GOAL
Set down, word for word, the stretch of lines from the one containing "Exercise. Mark the woman in yellow" to the end of the records below.

(Point placement records)
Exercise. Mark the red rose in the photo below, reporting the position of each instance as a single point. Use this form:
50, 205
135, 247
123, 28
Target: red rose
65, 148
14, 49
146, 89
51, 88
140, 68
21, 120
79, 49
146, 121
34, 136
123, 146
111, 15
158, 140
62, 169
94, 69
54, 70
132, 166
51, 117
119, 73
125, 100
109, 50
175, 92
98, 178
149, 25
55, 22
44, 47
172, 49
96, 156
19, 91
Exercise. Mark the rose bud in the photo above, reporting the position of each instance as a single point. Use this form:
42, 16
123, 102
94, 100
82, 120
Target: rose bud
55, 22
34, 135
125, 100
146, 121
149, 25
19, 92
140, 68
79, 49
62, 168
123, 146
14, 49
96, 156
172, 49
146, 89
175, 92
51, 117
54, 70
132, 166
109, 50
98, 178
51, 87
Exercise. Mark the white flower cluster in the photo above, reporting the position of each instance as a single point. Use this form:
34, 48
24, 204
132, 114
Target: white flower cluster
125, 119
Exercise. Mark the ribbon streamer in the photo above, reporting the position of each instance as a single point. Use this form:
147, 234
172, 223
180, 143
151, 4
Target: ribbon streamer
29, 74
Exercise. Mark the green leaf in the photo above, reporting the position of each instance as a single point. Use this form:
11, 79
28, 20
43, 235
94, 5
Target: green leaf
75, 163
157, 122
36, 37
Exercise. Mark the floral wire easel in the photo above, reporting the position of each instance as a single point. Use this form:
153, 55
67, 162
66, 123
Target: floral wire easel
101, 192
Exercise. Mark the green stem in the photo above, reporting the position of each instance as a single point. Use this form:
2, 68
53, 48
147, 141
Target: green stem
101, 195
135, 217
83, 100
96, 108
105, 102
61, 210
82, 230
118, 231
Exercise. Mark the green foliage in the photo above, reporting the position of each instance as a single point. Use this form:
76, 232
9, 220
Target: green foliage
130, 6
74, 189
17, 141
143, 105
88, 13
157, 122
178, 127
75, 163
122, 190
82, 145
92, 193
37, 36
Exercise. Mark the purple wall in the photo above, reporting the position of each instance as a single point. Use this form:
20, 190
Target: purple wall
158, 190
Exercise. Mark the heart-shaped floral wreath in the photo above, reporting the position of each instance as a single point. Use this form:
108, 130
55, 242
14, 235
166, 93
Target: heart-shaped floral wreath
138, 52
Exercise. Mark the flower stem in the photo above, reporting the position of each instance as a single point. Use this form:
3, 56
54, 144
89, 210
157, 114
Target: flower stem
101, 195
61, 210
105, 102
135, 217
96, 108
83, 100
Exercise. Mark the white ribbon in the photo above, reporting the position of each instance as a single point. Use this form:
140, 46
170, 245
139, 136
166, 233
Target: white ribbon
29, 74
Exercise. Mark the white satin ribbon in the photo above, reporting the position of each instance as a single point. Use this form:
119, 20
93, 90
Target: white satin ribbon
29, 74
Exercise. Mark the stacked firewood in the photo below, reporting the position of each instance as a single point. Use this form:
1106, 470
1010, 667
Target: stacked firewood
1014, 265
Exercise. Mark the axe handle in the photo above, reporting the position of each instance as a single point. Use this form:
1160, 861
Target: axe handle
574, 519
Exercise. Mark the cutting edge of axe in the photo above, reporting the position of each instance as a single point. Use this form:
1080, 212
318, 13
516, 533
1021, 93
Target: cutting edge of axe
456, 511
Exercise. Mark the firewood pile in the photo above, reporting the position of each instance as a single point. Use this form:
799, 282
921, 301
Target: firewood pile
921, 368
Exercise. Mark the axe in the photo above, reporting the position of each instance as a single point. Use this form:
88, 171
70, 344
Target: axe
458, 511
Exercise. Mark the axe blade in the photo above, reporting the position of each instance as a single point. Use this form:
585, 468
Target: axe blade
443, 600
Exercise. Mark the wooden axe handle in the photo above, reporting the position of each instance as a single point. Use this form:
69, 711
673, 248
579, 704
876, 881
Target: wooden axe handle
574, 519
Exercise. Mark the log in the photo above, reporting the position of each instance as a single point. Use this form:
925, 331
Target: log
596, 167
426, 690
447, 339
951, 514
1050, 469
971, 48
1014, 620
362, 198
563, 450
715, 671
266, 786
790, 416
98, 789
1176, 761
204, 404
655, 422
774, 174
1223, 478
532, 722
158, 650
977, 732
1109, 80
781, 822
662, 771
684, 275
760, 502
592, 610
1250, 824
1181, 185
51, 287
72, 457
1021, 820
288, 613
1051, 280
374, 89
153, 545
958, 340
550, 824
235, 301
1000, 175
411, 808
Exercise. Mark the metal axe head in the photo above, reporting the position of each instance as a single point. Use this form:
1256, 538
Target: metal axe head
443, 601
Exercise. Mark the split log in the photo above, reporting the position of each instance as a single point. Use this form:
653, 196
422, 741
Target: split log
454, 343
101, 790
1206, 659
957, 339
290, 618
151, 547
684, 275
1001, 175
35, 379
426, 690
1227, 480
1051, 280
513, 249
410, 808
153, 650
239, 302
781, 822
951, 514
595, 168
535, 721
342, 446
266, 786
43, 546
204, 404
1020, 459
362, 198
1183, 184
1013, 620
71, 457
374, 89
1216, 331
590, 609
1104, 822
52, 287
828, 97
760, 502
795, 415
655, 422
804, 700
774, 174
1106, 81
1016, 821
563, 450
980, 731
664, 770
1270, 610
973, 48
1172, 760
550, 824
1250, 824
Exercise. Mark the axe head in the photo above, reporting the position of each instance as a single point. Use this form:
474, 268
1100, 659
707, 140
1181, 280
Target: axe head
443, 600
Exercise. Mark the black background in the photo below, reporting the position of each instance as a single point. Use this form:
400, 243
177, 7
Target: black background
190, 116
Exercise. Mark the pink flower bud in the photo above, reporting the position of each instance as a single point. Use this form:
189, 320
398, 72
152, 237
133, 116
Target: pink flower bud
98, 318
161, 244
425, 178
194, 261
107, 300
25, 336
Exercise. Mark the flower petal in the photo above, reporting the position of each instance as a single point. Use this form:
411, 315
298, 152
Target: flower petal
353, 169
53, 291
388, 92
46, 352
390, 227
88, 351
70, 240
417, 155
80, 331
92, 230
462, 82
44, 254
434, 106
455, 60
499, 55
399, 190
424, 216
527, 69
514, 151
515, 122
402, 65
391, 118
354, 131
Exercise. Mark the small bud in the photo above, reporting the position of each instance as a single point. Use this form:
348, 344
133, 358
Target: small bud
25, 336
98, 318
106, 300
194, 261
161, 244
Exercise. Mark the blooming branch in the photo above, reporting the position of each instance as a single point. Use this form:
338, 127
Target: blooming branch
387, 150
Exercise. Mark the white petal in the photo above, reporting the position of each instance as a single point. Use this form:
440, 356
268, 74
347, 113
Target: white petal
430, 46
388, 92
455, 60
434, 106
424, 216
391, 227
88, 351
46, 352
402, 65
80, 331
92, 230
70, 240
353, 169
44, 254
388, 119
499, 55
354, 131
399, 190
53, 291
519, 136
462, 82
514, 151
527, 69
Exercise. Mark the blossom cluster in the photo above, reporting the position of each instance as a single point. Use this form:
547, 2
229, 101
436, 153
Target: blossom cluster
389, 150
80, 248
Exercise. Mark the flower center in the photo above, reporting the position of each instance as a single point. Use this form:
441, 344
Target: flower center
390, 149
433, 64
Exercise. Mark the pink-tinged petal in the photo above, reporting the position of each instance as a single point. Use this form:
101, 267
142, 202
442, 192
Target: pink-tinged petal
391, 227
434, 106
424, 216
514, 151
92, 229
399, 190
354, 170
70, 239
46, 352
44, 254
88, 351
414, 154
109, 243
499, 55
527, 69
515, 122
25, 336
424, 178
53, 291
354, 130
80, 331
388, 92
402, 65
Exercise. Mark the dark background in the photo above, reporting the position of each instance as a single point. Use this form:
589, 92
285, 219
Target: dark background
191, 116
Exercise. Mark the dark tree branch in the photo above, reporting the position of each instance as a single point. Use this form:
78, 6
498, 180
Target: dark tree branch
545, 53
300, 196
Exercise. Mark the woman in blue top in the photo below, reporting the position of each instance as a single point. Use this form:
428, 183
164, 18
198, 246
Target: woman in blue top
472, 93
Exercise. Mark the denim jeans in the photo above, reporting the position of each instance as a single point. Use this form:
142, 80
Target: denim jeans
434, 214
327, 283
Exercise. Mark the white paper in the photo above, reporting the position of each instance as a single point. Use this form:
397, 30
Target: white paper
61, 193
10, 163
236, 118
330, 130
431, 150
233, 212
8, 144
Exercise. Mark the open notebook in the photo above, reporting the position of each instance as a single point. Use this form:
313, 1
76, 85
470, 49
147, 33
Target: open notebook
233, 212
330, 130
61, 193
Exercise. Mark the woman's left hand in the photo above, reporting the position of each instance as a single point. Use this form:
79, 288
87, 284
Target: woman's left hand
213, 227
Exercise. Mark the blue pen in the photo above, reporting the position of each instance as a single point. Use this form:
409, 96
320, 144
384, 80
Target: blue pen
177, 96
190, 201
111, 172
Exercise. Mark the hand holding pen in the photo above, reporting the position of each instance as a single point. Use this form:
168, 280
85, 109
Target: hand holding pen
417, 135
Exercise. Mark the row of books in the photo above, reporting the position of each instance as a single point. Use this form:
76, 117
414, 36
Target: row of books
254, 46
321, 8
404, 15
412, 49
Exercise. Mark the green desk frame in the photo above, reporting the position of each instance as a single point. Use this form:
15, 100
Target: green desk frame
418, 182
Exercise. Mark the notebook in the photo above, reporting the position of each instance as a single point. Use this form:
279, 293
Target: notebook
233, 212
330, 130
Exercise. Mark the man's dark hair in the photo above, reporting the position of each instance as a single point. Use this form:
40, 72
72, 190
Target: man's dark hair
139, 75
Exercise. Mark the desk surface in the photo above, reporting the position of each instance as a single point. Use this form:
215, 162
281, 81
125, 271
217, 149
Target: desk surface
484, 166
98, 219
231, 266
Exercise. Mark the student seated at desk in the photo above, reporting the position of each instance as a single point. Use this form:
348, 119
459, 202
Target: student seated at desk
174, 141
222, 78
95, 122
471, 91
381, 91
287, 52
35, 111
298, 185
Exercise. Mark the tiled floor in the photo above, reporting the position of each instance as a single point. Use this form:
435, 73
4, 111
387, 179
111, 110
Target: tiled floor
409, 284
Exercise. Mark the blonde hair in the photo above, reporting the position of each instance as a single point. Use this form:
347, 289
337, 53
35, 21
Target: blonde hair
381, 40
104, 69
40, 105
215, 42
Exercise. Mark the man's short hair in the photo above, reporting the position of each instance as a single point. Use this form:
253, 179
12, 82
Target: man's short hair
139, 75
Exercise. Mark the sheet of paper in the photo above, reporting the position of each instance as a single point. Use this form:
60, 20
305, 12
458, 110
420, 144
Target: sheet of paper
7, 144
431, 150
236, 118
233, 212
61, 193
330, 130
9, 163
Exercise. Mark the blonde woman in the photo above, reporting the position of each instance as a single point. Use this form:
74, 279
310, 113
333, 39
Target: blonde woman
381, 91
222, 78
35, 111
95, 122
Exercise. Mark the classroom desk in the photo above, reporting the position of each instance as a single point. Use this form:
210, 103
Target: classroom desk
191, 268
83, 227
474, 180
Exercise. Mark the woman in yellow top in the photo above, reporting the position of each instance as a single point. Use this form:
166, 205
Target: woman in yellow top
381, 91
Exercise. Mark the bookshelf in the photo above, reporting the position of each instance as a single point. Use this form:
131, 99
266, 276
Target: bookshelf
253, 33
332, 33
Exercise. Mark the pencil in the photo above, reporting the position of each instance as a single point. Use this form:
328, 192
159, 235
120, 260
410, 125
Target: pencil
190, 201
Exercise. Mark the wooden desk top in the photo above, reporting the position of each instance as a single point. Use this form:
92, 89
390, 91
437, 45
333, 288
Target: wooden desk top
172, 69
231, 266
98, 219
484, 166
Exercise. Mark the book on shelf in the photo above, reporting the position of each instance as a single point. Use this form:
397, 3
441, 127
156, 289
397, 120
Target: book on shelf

EXERCISE ANSWER
Exercise. Mark the woman in yellow top in the photo above, reporting the position of each instance as a single point. Use this form:
166, 205
Target: woman in yellow top
381, 91
Exercise. Mark the bookshelf in the photo above, reporting the position of each instance as a single point. Use this form:
131, 99
266, 276
Target: bookshelf
253, 33
332, 33
Exercise. Mark the pencil in the photo above, reporting the position of each instance as a single point. Use this form:
328, 192
159, 235
120, 260
410, 125
Target: pencil
190, 201
Exercise. Mark the wooden desk top in the photo above, reporting the position of each instance as a single point. Use this form:
92, 89
390, 91
437, 45
333, 288
Target: wooden desk top
172, 69
231, 266
98, 219
484, 166
Exercise. Mark the book on shelf in the photo above, reporting the position of each instance as a single point. Use this form:
397, 3
441, 127
156, 289
397, 120
Target: book on shelf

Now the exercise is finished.